━━ DATA RECORDS ━━

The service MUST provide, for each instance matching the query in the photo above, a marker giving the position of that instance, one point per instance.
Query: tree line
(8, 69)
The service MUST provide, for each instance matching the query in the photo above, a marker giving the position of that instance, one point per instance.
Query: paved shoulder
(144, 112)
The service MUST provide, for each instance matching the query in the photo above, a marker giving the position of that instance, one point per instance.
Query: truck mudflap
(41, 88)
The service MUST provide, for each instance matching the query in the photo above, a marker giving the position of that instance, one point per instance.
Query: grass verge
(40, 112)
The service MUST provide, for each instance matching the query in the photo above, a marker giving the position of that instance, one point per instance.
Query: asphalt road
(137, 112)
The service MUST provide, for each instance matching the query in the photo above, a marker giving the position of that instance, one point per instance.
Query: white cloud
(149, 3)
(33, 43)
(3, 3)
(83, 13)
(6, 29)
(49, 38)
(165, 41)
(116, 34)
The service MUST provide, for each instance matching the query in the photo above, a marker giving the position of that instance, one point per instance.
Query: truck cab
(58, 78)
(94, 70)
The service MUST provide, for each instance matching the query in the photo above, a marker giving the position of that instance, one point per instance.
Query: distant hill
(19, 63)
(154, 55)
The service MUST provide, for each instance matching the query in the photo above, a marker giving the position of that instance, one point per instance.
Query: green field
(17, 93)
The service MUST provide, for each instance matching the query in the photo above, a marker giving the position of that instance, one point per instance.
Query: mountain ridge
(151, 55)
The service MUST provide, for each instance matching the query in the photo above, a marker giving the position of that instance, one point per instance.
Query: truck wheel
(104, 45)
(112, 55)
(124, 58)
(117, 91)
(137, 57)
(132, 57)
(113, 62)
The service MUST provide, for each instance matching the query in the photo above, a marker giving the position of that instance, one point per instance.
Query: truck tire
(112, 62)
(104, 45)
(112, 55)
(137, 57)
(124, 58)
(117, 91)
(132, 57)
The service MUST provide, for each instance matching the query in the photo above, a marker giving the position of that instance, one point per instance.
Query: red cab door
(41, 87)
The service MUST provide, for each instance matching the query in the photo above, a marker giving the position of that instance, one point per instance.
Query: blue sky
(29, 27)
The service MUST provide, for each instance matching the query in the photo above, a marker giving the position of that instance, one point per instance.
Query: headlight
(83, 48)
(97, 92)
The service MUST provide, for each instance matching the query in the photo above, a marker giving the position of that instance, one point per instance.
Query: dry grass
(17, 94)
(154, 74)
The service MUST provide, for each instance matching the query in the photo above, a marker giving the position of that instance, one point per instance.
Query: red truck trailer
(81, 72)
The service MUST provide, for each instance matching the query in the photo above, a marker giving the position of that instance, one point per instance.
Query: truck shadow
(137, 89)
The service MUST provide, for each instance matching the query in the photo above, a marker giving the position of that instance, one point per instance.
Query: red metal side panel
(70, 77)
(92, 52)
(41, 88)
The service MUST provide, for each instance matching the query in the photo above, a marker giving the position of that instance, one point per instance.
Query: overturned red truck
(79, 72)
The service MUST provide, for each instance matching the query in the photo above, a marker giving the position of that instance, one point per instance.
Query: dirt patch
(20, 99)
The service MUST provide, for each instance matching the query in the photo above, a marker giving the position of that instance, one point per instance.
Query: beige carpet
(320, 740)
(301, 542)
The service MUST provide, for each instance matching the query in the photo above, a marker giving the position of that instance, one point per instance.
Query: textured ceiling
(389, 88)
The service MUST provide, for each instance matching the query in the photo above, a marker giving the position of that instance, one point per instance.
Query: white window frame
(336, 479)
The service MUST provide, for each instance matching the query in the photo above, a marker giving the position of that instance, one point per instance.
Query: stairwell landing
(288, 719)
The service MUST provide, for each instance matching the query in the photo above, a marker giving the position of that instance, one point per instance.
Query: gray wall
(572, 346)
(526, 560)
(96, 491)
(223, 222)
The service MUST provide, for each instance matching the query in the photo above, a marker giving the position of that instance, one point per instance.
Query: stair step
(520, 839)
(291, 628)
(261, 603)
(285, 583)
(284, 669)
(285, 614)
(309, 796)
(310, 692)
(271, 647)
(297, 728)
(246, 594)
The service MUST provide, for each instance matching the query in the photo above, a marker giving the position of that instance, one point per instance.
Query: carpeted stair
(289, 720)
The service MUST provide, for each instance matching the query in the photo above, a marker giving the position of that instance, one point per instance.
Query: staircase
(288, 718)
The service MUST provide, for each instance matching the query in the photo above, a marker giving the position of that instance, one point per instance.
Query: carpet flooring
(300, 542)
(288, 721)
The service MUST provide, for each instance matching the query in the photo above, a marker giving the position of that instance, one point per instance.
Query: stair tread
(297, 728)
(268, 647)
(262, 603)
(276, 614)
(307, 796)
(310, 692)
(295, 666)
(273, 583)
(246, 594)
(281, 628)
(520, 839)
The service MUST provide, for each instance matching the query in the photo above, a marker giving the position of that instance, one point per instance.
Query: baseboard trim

━━━

* _WRITTEN TASK_
How many lines of the data above contain the string "white", treating uppercase and lowercase as different? Reply with the number alone.

* _OUTPUT OF THE EXERCISE_
2